Task requirements: Each line of the material below should be retyped precisely as it appears.

Task input START

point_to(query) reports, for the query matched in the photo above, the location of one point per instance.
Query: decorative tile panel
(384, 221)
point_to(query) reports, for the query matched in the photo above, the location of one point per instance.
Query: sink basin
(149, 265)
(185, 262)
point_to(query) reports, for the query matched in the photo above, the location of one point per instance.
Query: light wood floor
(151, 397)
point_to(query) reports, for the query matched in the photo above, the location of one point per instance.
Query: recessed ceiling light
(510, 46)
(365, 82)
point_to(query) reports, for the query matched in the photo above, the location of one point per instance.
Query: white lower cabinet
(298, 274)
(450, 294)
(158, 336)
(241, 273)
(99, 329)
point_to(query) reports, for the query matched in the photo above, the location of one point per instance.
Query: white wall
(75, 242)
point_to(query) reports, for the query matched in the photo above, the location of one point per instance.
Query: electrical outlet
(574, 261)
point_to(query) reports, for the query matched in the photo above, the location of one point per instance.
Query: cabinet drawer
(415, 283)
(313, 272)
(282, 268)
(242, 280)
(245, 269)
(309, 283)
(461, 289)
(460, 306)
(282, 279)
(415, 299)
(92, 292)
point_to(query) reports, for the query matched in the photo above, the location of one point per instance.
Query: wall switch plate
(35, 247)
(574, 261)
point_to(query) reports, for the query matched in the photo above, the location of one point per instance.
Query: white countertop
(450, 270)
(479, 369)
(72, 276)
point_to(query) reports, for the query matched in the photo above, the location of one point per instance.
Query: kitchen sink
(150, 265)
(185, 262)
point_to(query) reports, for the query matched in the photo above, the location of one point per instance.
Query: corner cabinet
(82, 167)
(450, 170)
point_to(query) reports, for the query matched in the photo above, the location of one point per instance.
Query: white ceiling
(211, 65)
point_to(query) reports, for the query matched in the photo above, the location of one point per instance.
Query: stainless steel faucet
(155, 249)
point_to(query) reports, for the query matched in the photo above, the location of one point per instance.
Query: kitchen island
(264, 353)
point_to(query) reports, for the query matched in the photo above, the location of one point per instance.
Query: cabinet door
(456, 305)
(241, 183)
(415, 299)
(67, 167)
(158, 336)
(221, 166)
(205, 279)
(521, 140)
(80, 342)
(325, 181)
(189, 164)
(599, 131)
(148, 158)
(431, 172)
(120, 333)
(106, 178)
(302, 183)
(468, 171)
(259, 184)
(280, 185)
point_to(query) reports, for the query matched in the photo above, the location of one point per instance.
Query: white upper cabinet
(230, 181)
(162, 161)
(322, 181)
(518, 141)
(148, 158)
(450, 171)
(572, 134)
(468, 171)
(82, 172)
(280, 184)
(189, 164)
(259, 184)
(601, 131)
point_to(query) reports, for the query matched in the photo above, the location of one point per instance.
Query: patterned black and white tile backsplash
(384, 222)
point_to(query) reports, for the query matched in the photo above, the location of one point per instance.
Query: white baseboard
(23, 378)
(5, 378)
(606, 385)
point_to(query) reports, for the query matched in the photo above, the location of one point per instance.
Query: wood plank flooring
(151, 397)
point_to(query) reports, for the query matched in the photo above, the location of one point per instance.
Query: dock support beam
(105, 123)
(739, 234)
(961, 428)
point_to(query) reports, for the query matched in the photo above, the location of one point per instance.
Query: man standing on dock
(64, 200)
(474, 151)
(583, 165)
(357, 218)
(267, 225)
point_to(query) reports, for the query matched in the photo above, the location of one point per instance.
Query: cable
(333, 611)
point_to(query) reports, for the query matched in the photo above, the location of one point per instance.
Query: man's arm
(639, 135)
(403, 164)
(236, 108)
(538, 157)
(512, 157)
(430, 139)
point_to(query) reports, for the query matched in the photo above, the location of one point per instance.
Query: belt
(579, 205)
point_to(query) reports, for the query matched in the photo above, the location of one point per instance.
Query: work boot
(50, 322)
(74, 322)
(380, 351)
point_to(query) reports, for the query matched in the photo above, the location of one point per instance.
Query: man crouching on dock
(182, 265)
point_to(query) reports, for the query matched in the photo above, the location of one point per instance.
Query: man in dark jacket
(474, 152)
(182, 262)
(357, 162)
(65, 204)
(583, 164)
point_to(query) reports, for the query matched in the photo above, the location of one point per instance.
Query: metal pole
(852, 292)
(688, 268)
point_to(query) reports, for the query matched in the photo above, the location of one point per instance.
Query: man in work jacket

Task input END

Reply to the task:
point_to(query) reports, for the query matched in the photo above, the location of one point per instance.
Query: decorative tile panel
(384, 221)
point_to(query) reports, for the query matched in the photo above, the location of one point per instance.
Query: sink basin
(149, 265)
(185, 262)
point_to(query) reports, for the query matched in the photo above, the location of one point per instance.
Query: light wood floor
(151, 397)
point_to(query) reports, for the query matched in the photo above, the location of one point per instance.
Query: recessed ceiling light
(510, 46)
(365, 82)
point_to(query) reports, for the query matched in the photo above, the location of one point per instance.
Query: white lower cabinet
(298, 274)
(450, 294)
(158, 336)
(241, 273)
(99, 329)
point_to(query) reports, for the query matched in the photo above, the location of one point per instance.
Query: white wall
(75, 242)
point_to(query) reports, for the query matched in the photo above, the location of one point per instance.
Query: electrical outlet
(574, 261)
point_to(query) reports, for the query matched in the photo above, the location of one point per instance.
Query: cabinet drawer
(415, 283)
(313, 272)
(282, 268)
(242, 280)
(245, 269)
(309, 283)
(461, 289)
(460, 306)
(282, 279)
(415, 299)
(92, 292)
point_to(query) reports, for the query matched in the photo above, the location of one point per instance.
Query: wall switch plate
(35, 247)
(574, 261)
point_to(query) reports, for the query matched in the photo above, the location of one point per instance.
Query: white countertop
(450, 270)
(479, 369)
(72, 276)
point_to(query) reports, for the query matched in the photo above, the location of one point per instance.
Query: kitchen sink
(150, 265)
(185, 262)
point_to(query) reports, for the query matched in the photo above, the location of one point per instance.
Query: corner cabinet
(82, 167)
(450, 170)
point_to(query) reports, for the query matched in the photo above, the location of one point per instance.
Query: white ceiling
(211, 65)
point_to(query) reports, for the query matched in the photo above, the location of one point per instance.
Query: stainless steel faucet
(155, 249)
point_to(query) reports, for the query matched in the photo above, the location of one point per instance.
Query: kitchen island
(264, 353)
point_to(query) reports, for the query matched in the photo above, the location of one point per instance.
Query: cabinet door
(456, 305)
(241, 183)
(415, 299)
(67, 167)
(158, 336)
(221, 166)
(205, 279)
(521, 140)
(80, 342)
(325, 181)
(189, 164)
(599, 131)
(148, 158)
(431, 172)
(120, 333)
(106, 178)
(302, 183)
(468, 171)
(259, 184)
(280, 185)
point_to(query) reports, for the query matched in the photo above, the location of one point per instance.
Query: white upper cabinet
(230, 181)
(162, 161)
(322, 181)
(518, 141)
(148, 158)
(450, 171)
(572, 134)
(468, 171)
(82, 172)
(280, 184)
(189, 164)
(259, 184)
(601, 131)
point_to(query) reports, for the query matched in the photo above, the location of one point per instance.
Query: patterned black and white tile backsplash
(384, 222)
point_to(query) reports, for the query matched in the photo above, the location of one point per instance.
Query: white baseboard
(23, 378)
(5, 378)
(606, 385)
point_to(query) reports, for the query matched in the photo above, the location of one point per instance.
Query: wood plank flooring
(151, 397)
point_to(query) reports, for the query matched in the photo above, the location of one point per instance.
Query: dock support beam
(105, 123)
(739, 234)
(961, 428)
point_to(query) reports, for the query matched in the photo above, the location of one point per instance.
Query: man standing on dock
(64, 200)
(474, 151)
(583, 165)
(357, 218)
(267, 225)
point_to(query) reports, for the query matched in the photo above, the location of one point per instance.
Query: cable
(333, 611)
point_to(query) reports, for the query matched in the photo above, the location of one point per instance.
Query: man's arm
(639, 135)
(403, 164)
(236, 108)
(538, 157)
(512, 157)
(430, 139)
point_to(query) reports, for the query matched in the photo above, the location of one point per instance.
Query: belt
(579, 205)
point_to(query) reports, for the query matched in the photo above, the location of one point per instance.
Query: work boot
(50, 322)
(74, 322)
(380, 351)
point_to(query) reports, for the query matched in the photo above, the location of one point per instance.
Query: man crouching on dock
(182, 265)
point_to(query) reports, for the query matched in the photo above, the location of one point per instance.
Query: man in dark jacket
(474, 152)
(182, 262)
(357, 162)
(65, 204)
(583, 164)
point_to(query) reports, for the query matched in the photo above, the location of one point per instance.
Query: metal pole
(852, 292)
(688, 268)
point_to(query) reports, for the query matched in the photo above, the location of one point per instance.
Query: man in work jacket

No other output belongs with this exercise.